[Entries drawn from a collection]
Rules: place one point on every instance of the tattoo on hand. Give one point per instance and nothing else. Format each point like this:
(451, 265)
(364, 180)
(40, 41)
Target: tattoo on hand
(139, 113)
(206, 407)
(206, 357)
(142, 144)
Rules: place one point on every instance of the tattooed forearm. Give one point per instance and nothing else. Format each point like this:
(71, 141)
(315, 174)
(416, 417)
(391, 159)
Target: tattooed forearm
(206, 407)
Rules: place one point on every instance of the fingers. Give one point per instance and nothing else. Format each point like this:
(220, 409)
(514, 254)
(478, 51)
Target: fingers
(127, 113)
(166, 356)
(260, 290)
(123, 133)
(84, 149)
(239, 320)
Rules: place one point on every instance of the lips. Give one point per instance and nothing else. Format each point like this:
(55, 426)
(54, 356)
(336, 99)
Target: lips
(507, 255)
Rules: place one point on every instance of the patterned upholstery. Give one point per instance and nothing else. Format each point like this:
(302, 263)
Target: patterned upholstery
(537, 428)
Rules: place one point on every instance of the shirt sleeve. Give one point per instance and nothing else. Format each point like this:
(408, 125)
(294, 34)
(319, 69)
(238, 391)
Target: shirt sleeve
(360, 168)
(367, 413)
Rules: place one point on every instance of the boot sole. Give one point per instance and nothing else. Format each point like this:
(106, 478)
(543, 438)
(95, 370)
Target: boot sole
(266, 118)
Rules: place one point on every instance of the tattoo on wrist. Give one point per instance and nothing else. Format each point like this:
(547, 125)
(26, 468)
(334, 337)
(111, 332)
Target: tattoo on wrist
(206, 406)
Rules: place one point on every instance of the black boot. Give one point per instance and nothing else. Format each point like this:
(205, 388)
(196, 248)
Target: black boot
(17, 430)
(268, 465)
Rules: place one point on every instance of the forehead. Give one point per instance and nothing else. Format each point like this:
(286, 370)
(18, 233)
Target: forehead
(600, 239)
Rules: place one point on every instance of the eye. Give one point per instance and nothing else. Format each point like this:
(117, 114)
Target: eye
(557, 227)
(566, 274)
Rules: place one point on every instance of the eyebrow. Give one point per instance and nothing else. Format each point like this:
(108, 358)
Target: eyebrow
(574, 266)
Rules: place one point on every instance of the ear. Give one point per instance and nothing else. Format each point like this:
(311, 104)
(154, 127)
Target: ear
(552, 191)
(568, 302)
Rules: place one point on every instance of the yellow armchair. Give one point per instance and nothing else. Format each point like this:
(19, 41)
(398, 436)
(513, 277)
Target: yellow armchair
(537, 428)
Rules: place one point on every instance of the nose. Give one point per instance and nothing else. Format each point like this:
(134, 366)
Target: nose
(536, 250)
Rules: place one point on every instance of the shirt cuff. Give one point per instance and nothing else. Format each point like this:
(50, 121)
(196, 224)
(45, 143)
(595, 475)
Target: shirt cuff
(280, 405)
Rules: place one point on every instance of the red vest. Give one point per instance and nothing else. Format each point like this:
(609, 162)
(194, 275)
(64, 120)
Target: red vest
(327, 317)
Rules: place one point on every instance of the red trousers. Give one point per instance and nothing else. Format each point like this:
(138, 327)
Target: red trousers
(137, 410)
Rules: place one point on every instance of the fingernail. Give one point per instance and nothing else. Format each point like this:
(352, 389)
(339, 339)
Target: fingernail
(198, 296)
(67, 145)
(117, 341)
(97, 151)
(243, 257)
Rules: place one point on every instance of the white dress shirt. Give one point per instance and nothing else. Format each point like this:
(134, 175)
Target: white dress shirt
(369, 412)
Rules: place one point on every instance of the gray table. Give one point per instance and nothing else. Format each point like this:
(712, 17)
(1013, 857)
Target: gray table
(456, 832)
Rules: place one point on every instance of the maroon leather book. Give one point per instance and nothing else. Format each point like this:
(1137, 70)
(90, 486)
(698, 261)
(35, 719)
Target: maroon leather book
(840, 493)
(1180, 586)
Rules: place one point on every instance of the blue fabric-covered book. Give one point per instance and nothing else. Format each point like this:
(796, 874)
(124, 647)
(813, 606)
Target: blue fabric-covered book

Task brief
Reproduce all of the lines above word for word, keeping every character and line break unchanged.

Full output
Rules: place one point on every instance of the tattoo on hand. Give one point per instance and nothing else. Format each point like this:
(451, 265)
(364, 180)
(40, 41)
Target: tattoo on hand
(139, 113)
(206, 407)
(206, 357)
(142, 144)
Rules: place one point on every instance of the tattooed forearm. Give one point per instance and nothing else. Format each point like this:
(71, 141)
(315, 174)
(416, 417)
(391, 159)
Target: tattooed forearm
(206, 407)
Rules: place one point on every instance of the fingers. Give one point per instance and nothing else. Format each point like this:
(220, 409)
(514, 254)
(478, 51)
Target: fingers
(127, 113)
(166, 356)
(260, 290)
(123, 133)
(84, 149)
(239, 320)
Rules: place one point on every instance of the lips. Give one point per instance and nothing else. Format each point like this:
(55, 426)
(54, 356)
(336, 99)
Target: lips
(507, 255)
Rules: place one point on every instance of the patterned upholstery. Give one point per instance and nothing else. Format each point like this:
(302, 263)
Target: patterned upholstery
(537, 428)
Rules: place one point on every instance of the shirt sleeve. Give one point per instance and nothing else. Format each point like this:
(408, 125)
(294, 34)
(319, 69)
(238, 391)
Target: shirt sleeve
(360, 168)
(367, 413)
Rules: place one point on every instance of the boot sole. Give one point per instance and nothing else. Format each point like this:
(106, 478)
(543, 438)
(95, 370)
Target: boot sole
(266, 118)
Rules: place one point on every instance of the tattoo on wrist. Give one point per instance and nothing else. Format each point like this:
(547, 125)
(26, 468)
(334, 337)
(111, 332)
Target: tattoo on wrist
(206, 406)
Rules: place one point on every instance of the black boot. Give one point per instance and nothing else. Format each point like this:
(205, 388)
(196, 248)
Target: black boot
(17, 430)
(268, 465)
Rules: place one point on every instance of the forehead. Give one point per instance and nothing else. Format each point like this:
(286, 370)
(18, 233)
Target: forehead
(600, 239)
Rules: place one point on every instance of the eye. Give one point per instance and nothing else. Format each point like this:
(117, 114)
Target: eye
(557, 227)
(566, 274)
Rules: place one point on every instance of the eyebrow. Give one point per instance and nothing else. Format each point like this:
(108, 358)
Target: eyebrow
(574, 266)
Rules: place one point on every instance of the ear. Give one point per instance and nothing else. Format each point like this:
(311, 104)
(154, 127)
Target: ear
(552, 191)
(568, 302)
Rules: place one point on every instance of the yellow armchair. Give one point per instance and nothing else. Format each point like this:
(19, 41)
(398, 436)
(513, 277)
Target: yellow armchair
(537, 428)
Rules: place one point on every instance of the nose. Give one point per instance and nothing else. Format each point like this:
(134, 366)
Target: nose
(536, 250)
Rules: place one point on every instance of the shirt cuff. Give one point per instance and nothing else. Format each point like this:
(50, 121)
(196, 224)
(45, 143)
(595, 475)
Target: shirt cuff
(280, 405)
Rules: place one point on every instance of the red vest. Give one point per instance and nothing else. Format each point like this:
(609, 162)
(194, 275)
(64, 120)
Target: red vest
(327, 317)
Rules: place one point on every instance of the red trousers. Give one point per instance and nothing else. Format each point like this:
(138, 327)
Target: red trousers
(137, 410)
Rules: place one point on every instance of the fingernail. Give one point per instance and nothing else. Format each point like this:
(352, 389)
(339, 339)
Target: fingernail
(198, 296)
(67, 145)
(117, 341)
(97, 151)
(243, 257)
Rules: place one point on every instance of the white dress shirt. Give one point per instance and nothing else. Format each point like this:
(134, 175)
Target: white dress shirt
(369, 412)
Rules: place one point on every instance of the gray table. Give one point per instance and nothing else. Format each point like this:
(712, 17)
(1013, 857)
Target: gray table
(456, 832)
Rules: place one point on every instance of the maroon leather book. Give one point per instance and nothing else. Format each point like this:
(1137, 70)
(90, 486)
(698, 261)
(35, 719)
Target: maroon leather book
(840, 493)
(1180, 586)
Rules: place one point on every instance of the blue fabric-covered book. Give one point per instance and nothing else. Format each point like this:
(796, 874)
(124, 647)
(813, 606)
Target: blue fabric-covered book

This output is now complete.